Task goal:
Each line of the data must be set down again without a single difference.

Records shown:
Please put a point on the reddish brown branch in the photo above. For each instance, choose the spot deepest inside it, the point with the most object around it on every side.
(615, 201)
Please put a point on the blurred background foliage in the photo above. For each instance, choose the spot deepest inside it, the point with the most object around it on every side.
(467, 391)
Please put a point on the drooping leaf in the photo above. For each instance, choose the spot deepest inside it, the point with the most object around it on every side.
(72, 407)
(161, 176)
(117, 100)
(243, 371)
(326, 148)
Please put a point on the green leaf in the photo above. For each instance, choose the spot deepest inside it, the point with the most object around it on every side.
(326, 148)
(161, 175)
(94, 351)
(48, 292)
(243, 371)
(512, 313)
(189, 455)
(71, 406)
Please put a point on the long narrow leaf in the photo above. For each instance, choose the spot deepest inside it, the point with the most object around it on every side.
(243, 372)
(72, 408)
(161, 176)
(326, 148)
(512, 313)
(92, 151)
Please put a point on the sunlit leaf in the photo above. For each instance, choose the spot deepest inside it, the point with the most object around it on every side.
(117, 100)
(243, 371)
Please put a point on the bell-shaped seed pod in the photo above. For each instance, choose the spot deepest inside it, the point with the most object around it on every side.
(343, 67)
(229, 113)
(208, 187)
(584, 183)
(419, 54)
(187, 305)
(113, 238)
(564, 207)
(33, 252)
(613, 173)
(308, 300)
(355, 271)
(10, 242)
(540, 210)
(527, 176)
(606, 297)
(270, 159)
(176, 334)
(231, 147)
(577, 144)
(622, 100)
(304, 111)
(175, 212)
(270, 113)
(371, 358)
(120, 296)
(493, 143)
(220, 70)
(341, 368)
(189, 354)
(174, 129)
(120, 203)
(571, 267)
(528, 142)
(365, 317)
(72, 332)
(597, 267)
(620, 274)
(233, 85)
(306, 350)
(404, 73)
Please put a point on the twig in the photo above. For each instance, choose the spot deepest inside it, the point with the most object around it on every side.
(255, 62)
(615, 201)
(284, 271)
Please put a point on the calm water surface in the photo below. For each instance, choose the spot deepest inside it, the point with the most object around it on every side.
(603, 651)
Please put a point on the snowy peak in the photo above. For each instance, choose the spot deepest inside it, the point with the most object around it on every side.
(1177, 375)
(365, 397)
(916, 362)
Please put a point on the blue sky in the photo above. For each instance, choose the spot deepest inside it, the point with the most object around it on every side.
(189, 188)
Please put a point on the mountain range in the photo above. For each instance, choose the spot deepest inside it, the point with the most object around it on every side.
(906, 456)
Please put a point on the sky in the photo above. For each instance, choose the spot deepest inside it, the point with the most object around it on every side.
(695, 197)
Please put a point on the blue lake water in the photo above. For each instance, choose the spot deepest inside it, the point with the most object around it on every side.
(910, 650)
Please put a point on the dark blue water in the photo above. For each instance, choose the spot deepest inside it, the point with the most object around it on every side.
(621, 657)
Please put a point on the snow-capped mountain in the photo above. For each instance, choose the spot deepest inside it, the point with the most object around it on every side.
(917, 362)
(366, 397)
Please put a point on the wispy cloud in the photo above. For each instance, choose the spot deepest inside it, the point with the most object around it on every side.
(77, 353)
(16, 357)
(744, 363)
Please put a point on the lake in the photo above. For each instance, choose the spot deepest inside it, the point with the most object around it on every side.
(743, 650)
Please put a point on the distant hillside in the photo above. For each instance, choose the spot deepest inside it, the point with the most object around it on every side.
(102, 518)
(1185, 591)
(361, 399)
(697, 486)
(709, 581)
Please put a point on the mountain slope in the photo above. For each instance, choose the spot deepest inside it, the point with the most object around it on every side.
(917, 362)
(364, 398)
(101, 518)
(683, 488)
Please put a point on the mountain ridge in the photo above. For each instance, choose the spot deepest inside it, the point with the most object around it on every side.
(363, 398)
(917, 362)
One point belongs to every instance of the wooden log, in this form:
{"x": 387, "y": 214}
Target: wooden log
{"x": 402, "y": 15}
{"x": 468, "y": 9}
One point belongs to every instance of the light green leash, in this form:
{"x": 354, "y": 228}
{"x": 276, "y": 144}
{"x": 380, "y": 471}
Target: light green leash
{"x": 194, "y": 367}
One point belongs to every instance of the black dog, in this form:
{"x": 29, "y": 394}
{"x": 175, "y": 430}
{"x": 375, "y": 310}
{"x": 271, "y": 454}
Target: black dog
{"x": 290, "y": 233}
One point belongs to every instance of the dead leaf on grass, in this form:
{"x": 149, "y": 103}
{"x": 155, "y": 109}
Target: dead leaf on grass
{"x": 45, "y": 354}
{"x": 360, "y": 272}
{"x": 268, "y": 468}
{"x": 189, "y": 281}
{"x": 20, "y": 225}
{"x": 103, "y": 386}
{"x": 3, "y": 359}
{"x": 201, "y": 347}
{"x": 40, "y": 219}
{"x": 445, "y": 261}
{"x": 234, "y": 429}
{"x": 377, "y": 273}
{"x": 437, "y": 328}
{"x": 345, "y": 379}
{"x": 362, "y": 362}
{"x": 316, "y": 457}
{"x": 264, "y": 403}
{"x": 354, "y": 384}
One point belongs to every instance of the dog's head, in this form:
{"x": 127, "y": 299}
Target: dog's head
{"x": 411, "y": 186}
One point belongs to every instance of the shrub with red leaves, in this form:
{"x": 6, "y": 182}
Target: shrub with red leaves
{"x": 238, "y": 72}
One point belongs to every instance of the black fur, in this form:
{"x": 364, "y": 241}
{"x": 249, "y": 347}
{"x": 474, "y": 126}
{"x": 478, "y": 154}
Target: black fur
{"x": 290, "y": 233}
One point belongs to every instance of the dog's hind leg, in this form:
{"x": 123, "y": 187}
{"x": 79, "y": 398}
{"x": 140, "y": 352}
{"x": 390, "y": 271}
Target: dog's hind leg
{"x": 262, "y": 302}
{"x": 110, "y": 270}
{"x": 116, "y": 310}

Answer:
Please put a point on the reddish brown branch in the photo above. For each instance, choose the spot deepest inside it, the point with the most object around it on every side.
(615, 201)
Please put a point on the blurred background foliage in the photo above. For each instance, choose the spot deepest inside it, the point with the most object around it on every side.
(467, 391)
Please put a point on the drooping leaf in the photo above. For each instance, choose the spot deepest inside it, the point with the most object around it on every side.
(72, 407)
(161, 176)
(117, 100)
(243, 371)
(326, 148)
Please put a point on the green leaf in the photo above. For each instance, choose the spot deepest inside it, the point with the most object around it on every side.
(326, 148)
(161, 175)
(94, 351)
(48, 292)
(243, 371)
(512, 313)
(189, 455)
(71, 406)
Please put a point on the long narrow leaf in the photo above. For each instance, choose the spot deepest inside it, the point with the most object around it on every side.
(243, 372)
(72, 408)
(161, 176)
(326, 148)
(512, 313)
(92, 151)
Please put a point on the sunlit leaf in the photo above. For each instance, choose the spot deepest inside it, the point with the most object around it on every side.
(117, 100)
(243, 371)
Please put a point on the bell-shaped seed pod in the photo above. For each instance, choose the spot deepest inside it, the point with the most object around it on every side.
(343, 67)
(229, 113)
(208, 187)
(584, 183)
(419, 54)
(187, 305)
(113, 238)
(564, 207)
(33, 252)
(613, 173)
(308, 300)
(355, 271)
(10, 242)
(540, 210)
(527, 176)
(606, 297)
(270, 159)
(176, 334)
(231, 147)
(577, 144)
(622, 100)
(304, 111)
(175, 212)
(270, 113)
(371, 358)
(120, 296)
(493, 143)
(220, 70)
(341, 368)
(189, 354)
(174, 129)
(120, 203)
(571, 267)
(528, 142)
(365, 317)
(72, 332)
(597, 267)
(620, 274)
(233, 85)
(306, 350)
(404, 73)
Please put a point on the twig in the photo above. For each instance, choose the spot deepest inside it, the point with the most object around it on every side.
(255, 62)
(615, 201)
(284, 271)
Please put a point on the calm water surface in the photo below. For each instance, choose the spot deepest inside it, the point with the most object around it on every side.
(603, 651)
Please put a point on the snowy peak in the photo above. For each instance, choose the spot deepest inside it, the point with the most object around it on every side.
(1177, 375)
(365, 397)
(916, 362)
Please put a point on the blue sky in the photo above. For each instance, choose the spot deepest inside it, the point with the most object around it on every side.
(189, 188)
Please put a point on the mountain range in the photo above. For each instance, choose the spot deepest inside it, the point with the most object around it on every side.
(906, 456)
Please put a point on the sky in the photo above. For each instance, choose the spot deepest inside it, the point with the most object around it on every side.
(695, 197)
Please put a point on the blue lake water in the photo above. For each instance, choose the spot deepest inside it, the point with the most object around it on every side.
(910, 650)
Please put a point on the dark blue water in the photo above. For each instance, choose the spot deepest inside it, the point with the most object around it on every side.
(621, 657)
Please put a point on the snow-capped mountain in the photo above. For each instance, choose the spot deepest inside it, the point with the most object around it on every side.
(917, 362)
(366, 397)
Please put a point on the wispy cloud in the photo above. For each instance, choose the spot deepest inside it, the point with the most object around it on every side.
(77, 353)
(16, 357)
(744, 363)
Please put a point on the lake in the photo above. For each instance, choose the spot deepest inside it, the point with the most object around it on every side.
(743, 650)
Please put a point on the distant hillside in the photo above. For each instance, choose the spot deepest inside it, the point with the most object around it on every side.
(102, 518)
(1185, 591)
(361, 399)
(697, 486)
(709, 581)
Please put a point on the mountain slope in the photo above. For each instance, choose the spot deepest inside it, the point with the most object around it on every side.
(917, 362)
(364, 398)
(101, 518)
(683, 488)
Please put a point on the mountain ridge in the photo above. For each instance, choose the spot deepest inside it, the point with the most object around it on every side.
(363, 398)
(917, 362)
One point belongs to every instance of the wooden log, in this form:
{"x": 387, "y": 214}
Target: wooden log
{"x": 402, "y": 15}
{"x": 468, "y": 9}
One point belongs to every instance of the light green leash, in this form:
{"x": 354, "y": 228}
{"x": 276, "y": 144}
{"x": 380, "y": 471}
Target: light green leash
{"x": 194, "y": 367}
One point belongs to every instance of the black dog, in this form:
{"x": 29, "y": 394}
{"x": 175, "y": 430}
{"x": 375, "y": 310}
{"x": 271, "y": 454}
Target: black dog
{"x": 290, "y": 233}
One point belongs to every instance of the dead leaf on grass, in this form:
{"x": 149, "y": 103}
{"x": 155, "y": 109}
Target: dead leaf on grass
{"x": 45, "y": 354}
{"x": 360, "y": 272}
{"x": 268, "y": 468}
{"x": 189, "y": 281}
{"x": 20, "y": 225}
{"x": 103, "y": 386}
{"x": 3, "y": 359}
{"x": 201, "y": 347}
{"x": 40, "y": 219}
{"x": 445, "y": 261}
{"x": 234, "y": 429}
{"x": 377, "y": 273}
{"x": 437, "y": 328}
{"x": 345, "y": 379}
{"x": 362, "y": 362}
{"x": 316, "y": 457}
{"x": 264, "y": 403}
{"x": 354, "y": 384}
One point belongs to every instance of the dog's head, in this form:
{"x": 127, "y": 299}
Target: dog's head
{"x": 411, "y": 186}
One point belongs to every instance of the shrub with red leaves, in this form:
{"x": 6, "y": 182}
Target: shrub with red leaves
{"x": 238, "y": 72}
One point belongs to every instance of the black fur, in this form:
{"x": 364, "y": 241}
{"x": 249, "y": 347}
{"x": 474, "y": 126}
{"x": 478, "y": 154}
Target: black fur
{"x": 290, "y": 233}
One point belongs to every instance of the dog's hind leg, in this form:
{"x": 123, "y": 187}
{"x": 79, "y": 398}
{"x": 140, "y": 352}
{"x": 390, "y": 271}
Target: dog's hind leg
{"x": 262, "y": 302}
{"x": 110, "y": 270}
{"x": 116, "y": 310}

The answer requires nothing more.